===== PROVIDED INFORMATION

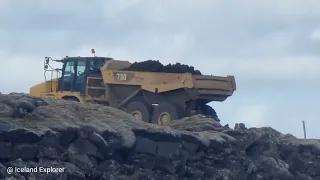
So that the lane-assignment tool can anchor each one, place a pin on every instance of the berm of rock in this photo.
(57, 139)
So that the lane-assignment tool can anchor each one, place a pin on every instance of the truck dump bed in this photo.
(214, 88)
(206, 87)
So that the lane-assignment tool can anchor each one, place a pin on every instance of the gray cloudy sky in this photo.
(272, 47)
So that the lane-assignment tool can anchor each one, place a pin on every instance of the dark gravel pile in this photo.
(156, 66)
(78, 141)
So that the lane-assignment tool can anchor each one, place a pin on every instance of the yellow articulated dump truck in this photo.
(153, 97)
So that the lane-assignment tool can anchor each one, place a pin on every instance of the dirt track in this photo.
(98, 142)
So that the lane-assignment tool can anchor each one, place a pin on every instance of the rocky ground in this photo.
(97, 142)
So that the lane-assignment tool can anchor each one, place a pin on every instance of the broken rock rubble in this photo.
(98, 142)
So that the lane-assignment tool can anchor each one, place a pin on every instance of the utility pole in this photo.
(304, 130)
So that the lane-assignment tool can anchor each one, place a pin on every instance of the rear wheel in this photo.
(164, 113)
(70, 98)
(210, 112)
(139, 110)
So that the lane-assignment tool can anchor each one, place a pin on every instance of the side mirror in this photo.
(47, 60)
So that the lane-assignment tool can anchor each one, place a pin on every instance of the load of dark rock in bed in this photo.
(51, 139)
(156, 66)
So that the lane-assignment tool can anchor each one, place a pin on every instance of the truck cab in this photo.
(75, 71)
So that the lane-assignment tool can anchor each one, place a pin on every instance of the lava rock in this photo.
(88, 141)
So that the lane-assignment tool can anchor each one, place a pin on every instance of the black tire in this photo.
(139, 107)
(210, 112)
(174, 111)
(70, 98)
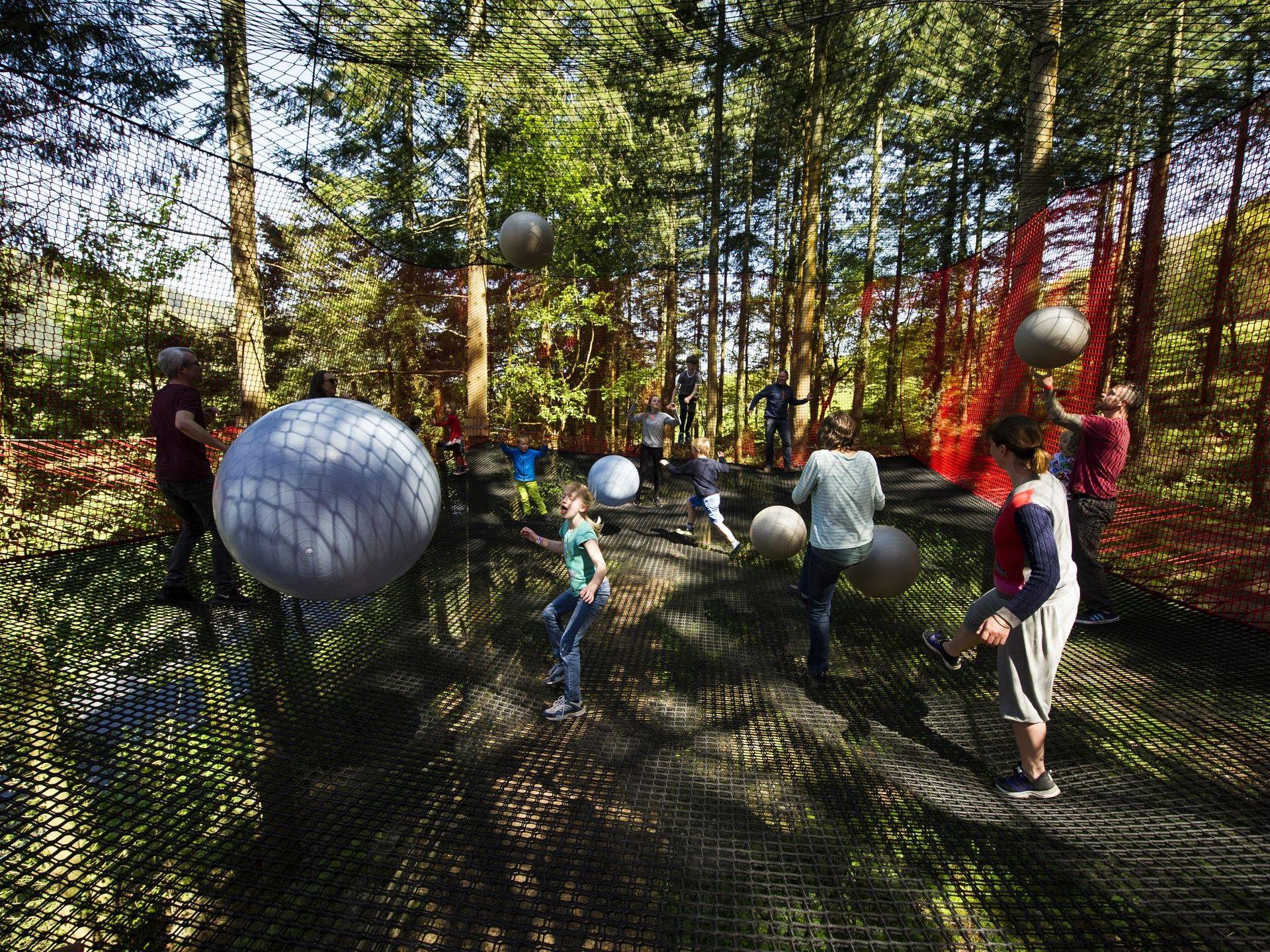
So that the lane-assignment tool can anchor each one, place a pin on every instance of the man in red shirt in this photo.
(452, 438)
(1093, 485)
(186, 477)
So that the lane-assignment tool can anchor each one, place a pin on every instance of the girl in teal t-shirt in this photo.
(583, 601)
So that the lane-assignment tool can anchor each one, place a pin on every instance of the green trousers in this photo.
(529, 493)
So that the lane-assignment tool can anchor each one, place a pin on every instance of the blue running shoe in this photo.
(1097, 619)
(934, 640)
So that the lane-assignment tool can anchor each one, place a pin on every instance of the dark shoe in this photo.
(934, 640)
(1097, 619)
(563, 710)
(1017, 785)
(175, 596)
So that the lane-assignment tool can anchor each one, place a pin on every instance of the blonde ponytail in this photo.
(1040, 461)
(1021, 437)
(582, 493)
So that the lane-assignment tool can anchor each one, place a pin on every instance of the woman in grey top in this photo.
(845, 489)
(653, 422)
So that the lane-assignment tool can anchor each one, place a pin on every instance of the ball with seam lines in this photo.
(327, 499)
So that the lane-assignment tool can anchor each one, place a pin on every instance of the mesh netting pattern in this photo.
(375, 775)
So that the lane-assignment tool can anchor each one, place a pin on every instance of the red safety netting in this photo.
(1177, 296)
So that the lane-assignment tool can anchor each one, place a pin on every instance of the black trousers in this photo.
(1089, 516)
(651, 456)
(687, 414)
(771, 426)
(192, 500)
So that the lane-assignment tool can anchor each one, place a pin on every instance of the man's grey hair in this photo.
(172, 358)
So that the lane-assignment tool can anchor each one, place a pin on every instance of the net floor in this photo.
(376, 775)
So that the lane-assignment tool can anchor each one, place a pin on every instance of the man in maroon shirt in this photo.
(1093, 484)
(186, 479)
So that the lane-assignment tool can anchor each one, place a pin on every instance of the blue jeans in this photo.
(821, 571)
(771, 426)
(564, 644)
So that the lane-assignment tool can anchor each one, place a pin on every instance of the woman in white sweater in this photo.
(846, 492)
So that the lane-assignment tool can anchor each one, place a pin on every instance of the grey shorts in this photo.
(1028, 662)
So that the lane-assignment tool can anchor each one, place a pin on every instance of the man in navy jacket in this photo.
(777, 418)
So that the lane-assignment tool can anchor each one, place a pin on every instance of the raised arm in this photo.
(807, 481)
(1054, 409)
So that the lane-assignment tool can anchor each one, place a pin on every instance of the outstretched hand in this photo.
(994, 631)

==========

### GIVEN PROBLEM
Quote everything in the listing above exactly; pictures are the only thing to omit.

### ANSWER IN FULL
So that the lane-assignment tool can anchor each one, place a pin on every instance of the berm of rock in this photo.
(57, 139)
So that the lane-assignment tool can anchor each one, place a pin on every instance of the truck dump bed in this photo.
(214, 88)
(206, 87)
So that the lane-assignment tool can anchor each one, place a pin on every instance of the gray cloudy sky in this photo.
(272, 47)
So that the lane-assignment tool can anchor each one, place a pin on every instance of the dark gravel pile in this photo.
(156, 66)
(78, 141)
So that the lane-assignment tool can anchor each one, place a pin on every instance of the yellow articulated dump truck in this photo.
(153, 97)
So that the lane-assignment tool can anchor each one, place a pin on every instance of the dirt track in this photo.
(98, 142)
So that the lane-assignment tool can anchor each one, place a pin on every instance of the rocky ground in this photo.
(97, 142)
So that the lane-assignment tool can anchor each one, place a pin on every instance of the broken rock rubble in this photo.
(98, 142)
So that the lane-assignment tool can anchor each one, place a pin on every instance of the utility pole in this photo.
(304, 130)
So that the lane-assignment tool can anchor each one, place a pin on every instance of the rear wheel in this photo.
(164, 113)
(70, 98)
(210, 112)
(139, 110)
So that the lane-assignment tool can anchor each one, place a pin on every instance of the side mirror in this photo.
(47, 60)
So that the lane-assignment tool can anchor each one, place a pin on every instance of the load of dark rock in bed in this photo.
(51, 139)
(156, 66)
So that the lane-assignment tool can anchor each one, place a pin on every instance of the truck cab in this photo.
(75, 71)
So that the lane-assignment tool can anchor each one, place a pin on every instance of the lava rock in this photo.
(88, 141)
So that the lane-assignment tool can anchor each one, place a pin on every instance of the black tire in this photo.
(139, 107)
(210, 112)
(174, 111)
(70, 98)
So that the lane-assignment tool can anchor each one, place a pin on every instance of the man in red shirt in this photo.
(452, 438)
(1093, 485)
(186, 477)
So that the lane-assignment tool can anchor each one, place a pin on every instance of the girl in teal t-shirt in this photo.
(583, 601)
So that the lane-assignment tool can anchor each one, place a pin on every instance of the green trousers in this photo.
(529, 493)
So that the lane-assignment tool can anchor each one, place a pin on every instance of the blue running shoe in this photo.
(1097, 619)
(934, 640)
So that the lane-assignment tool can anchor each one, place a pin on every instance of the dark shoe in this photo.
(934, 640)
(1097, 619)
(563, 710)
(1017, 785)
(175, 596)
So that the lane-assignment tool can anchor each one, place a pin on every instance of the blonde ponytail in this photo.
(1040, 461)
(1021, 437)
(582, 493)
So that the lane-assignment tool can anchor each one, place a pin on every instance of the woman in grey top in this photo.
(845, 489)
(653, 422)
So that the lane-assignment tool can anchor each one, place a pin on every instance of the ball with seam lines in this photo.
(327, 499)
So that the lane-assignment tool can anchor each one, place a pin on every instance of the mesh netting pattern in this photo.
(375, 775)
So that the lane-assignment tool can anchor each one, place a pin on every instance of the red safety netting in this photo.
(1177, 296)
So that the lane-assignment tool can anchor each one, place a pin on every instance of the black trousers in this photo.
(1089, 516)
(651, 456)
(687, 414)
(771, 426)
(192, 500)
So that the lane-assignment tool can anchor each one, place a pin on every instance of the man's grey hair in this photo.
(172, 358)
So that the lane-assignment tool can anchor each one, place a pin on every instance of the net floor in this photo.
(376, 775)
So that the lane-assignment tool can anchor each one, place a pin on every instance of the man in maroon shirt in this photo.
(1093, 484)
(186, 479)
So that the lane-assignment tool can anchor each one, place a pin on every instance of the blue jeans in this photo.
(821, 571)
(771, 426)
(564, 644)
So that the lane-assignment tool can anchor each one, place a pin on every instance of the woman in white sweater in this photo.
(846, 492)
So that the lane-assignment tool can anchor each one, place a pin on every instance of the grey shorts in this photo.
(1028, 662)
So that the lane-assignment tool can anchor each one, place a pin on every instance of the man in navy jacket in this photo.
(777, 418)
So that the lane-assignment tool can anchor each one, place a pin on every instance of the raised arm in this photo.
(807, 481)
(1054, 409)
So that the lane-assignment tool can anchor each one, place a pin on every instance of the outstretched hand in this photo.
(994, 631)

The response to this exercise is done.